### Given request
Can you extract every line from the rows below, reproducing each one word for word, and leave out the pictures?

[Saved entries]
--- --- ---

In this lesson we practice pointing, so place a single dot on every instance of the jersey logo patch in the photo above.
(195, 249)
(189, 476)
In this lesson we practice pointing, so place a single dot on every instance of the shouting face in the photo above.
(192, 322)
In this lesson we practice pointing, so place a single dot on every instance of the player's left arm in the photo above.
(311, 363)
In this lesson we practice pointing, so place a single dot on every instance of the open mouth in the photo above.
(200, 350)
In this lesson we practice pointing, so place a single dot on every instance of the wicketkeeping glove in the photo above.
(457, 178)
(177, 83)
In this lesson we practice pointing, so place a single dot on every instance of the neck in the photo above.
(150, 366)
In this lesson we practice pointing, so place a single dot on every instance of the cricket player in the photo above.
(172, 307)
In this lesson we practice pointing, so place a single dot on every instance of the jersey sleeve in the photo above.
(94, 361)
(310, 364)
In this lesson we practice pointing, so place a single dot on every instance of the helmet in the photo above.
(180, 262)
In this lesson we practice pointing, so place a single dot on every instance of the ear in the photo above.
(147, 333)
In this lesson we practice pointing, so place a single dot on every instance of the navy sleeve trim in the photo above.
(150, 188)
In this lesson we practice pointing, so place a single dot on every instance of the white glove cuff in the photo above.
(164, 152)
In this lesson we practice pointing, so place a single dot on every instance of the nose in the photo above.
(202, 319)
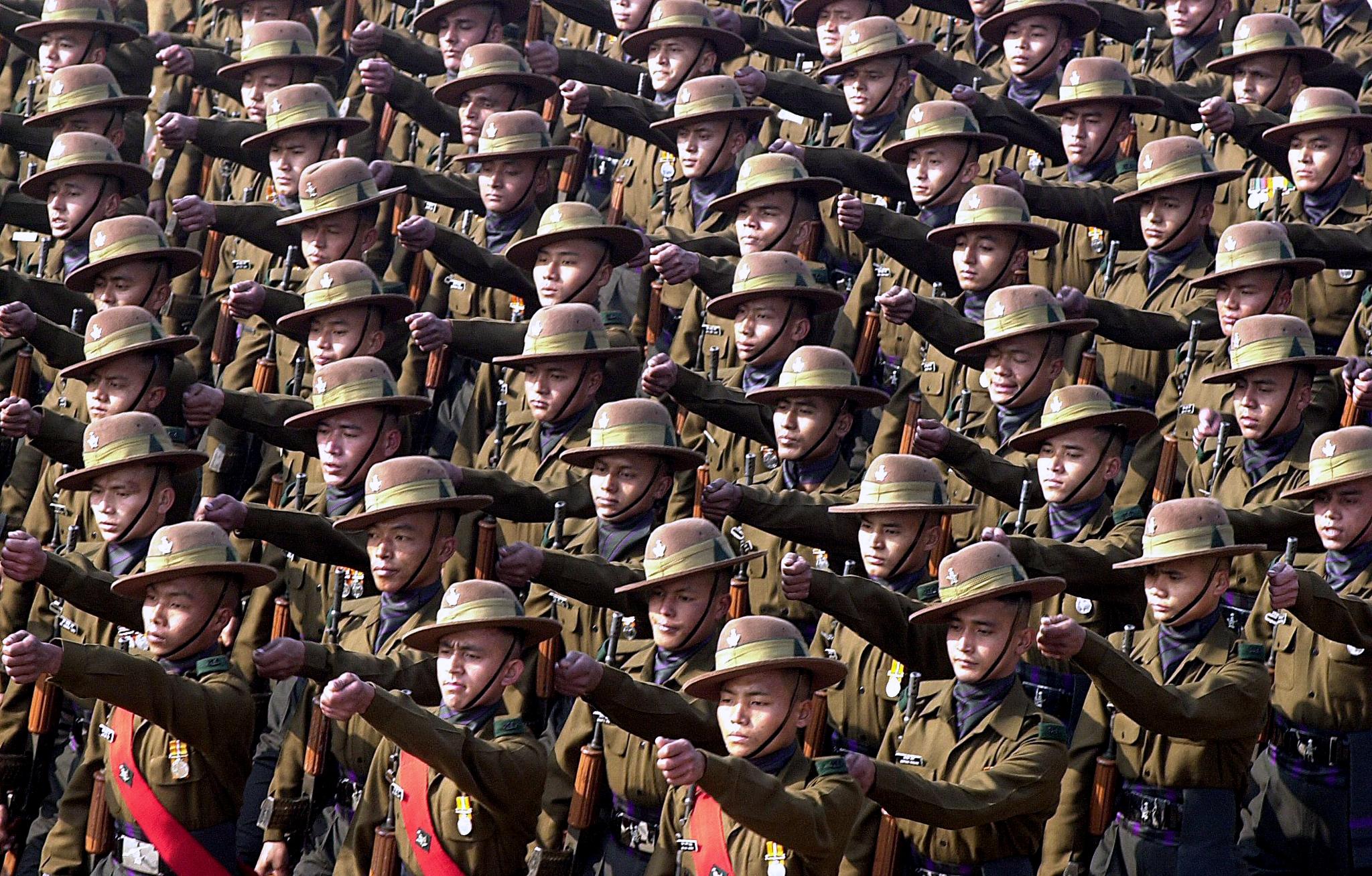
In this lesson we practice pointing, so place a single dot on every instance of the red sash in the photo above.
(707, 828)
(419, 820)
(179, 851)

--- --- ---

### Solved exercise
In this lesson we practice pointing, so place a single dot on every instance of the jersey logo patch in the photo above.
(195, 249)
(189, 476)
In this lesson we practice pointing, so place a single dot on every instance of the shouting face in the photo above.
(192, 322)
In this lesson we practice pointing, so place a single dot on every instance of the player's left arm in the photo above.
(311, 363)
In this lesson we practice pointing, so place a single dot on every instance of the open mouth in the photo above.
(200, 350)
In this lesson we practice pointing, so place a single dot on every instance of the wicketkeeping glove in the photo above.
(457, 178)
(177, 83)
In this lesson we practice pointing, so place a single dot on every instance of the neck in the photo above.
(150, 366)
In this lesson we practice pointing, so place a single dot on every instance of the cricket player in the photo above.
(172, 307)
In this lesson we practice pointing, so place a single dot on every instance of the jersey sleeve in the photo above.
(94, 361)
(310, 364)
In this lesson we practice pointing, so place a single dot on every instance of the helmet in the photo above.
(180, 262)
In this lesson we practice pointing, so place a single dot on every instance of the ear in the photo above.
(147, 333)
In this lesson we practice pointing, so place a single dot on every instance of the navy sleeve trim in the photo above.
(150, 188)
In this lesson we practice pointing, so place a single dot on every instance of the white glove cuff in the photo above.
(164, 152)
In this lesson we practice pointing, so place a single dot on every instance of the nose in the photo above.
(202, 319)
In this lesson we practice pointing, so place a single dot on every instance of the red sash in the photo above.
(707, 828)
(419, 820)
(179, 851)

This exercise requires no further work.